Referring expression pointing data
┌──

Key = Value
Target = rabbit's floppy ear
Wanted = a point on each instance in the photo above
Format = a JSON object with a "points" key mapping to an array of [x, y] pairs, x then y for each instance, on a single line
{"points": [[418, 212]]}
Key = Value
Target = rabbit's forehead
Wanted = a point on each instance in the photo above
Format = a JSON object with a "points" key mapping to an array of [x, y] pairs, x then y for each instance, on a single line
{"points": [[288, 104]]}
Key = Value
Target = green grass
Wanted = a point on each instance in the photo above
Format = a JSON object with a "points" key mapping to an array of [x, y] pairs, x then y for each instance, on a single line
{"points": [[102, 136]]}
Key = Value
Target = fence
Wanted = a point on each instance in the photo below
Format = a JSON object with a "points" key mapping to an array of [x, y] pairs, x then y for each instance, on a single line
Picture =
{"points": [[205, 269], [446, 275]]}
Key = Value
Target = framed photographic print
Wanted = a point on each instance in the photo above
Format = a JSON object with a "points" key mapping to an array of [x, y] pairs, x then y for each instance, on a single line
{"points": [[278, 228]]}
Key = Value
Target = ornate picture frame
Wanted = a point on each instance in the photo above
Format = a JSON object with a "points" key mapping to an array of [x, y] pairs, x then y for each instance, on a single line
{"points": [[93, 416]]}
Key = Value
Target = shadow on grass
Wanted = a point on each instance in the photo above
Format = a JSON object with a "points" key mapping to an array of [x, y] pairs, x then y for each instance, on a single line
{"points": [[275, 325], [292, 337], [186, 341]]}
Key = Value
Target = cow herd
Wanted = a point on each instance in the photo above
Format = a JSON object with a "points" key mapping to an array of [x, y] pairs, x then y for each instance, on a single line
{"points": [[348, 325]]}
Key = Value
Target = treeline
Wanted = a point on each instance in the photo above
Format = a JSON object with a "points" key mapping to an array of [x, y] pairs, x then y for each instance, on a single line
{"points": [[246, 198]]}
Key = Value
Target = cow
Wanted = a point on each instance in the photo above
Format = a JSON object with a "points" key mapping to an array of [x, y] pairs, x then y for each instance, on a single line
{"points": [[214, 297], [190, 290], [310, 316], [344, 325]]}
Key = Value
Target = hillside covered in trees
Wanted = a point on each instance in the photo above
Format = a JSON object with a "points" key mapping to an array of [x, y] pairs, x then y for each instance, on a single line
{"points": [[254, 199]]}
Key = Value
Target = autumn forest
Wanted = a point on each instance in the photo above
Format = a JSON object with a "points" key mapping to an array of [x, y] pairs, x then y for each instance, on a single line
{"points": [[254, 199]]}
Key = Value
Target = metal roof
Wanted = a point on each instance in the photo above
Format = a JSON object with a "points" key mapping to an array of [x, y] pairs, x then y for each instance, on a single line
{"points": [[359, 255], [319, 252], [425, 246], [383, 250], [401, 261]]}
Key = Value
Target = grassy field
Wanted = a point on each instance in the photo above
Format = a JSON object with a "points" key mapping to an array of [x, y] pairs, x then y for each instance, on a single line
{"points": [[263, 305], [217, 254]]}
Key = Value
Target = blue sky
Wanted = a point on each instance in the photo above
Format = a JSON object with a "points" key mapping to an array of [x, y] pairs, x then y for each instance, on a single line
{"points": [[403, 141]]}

└──

= WORK INSTRUCTION =
Every line above that includes the string "rabbit" should be counted, and the answer should be that number only.

= OUTPUT OF THE EXERCISE =
2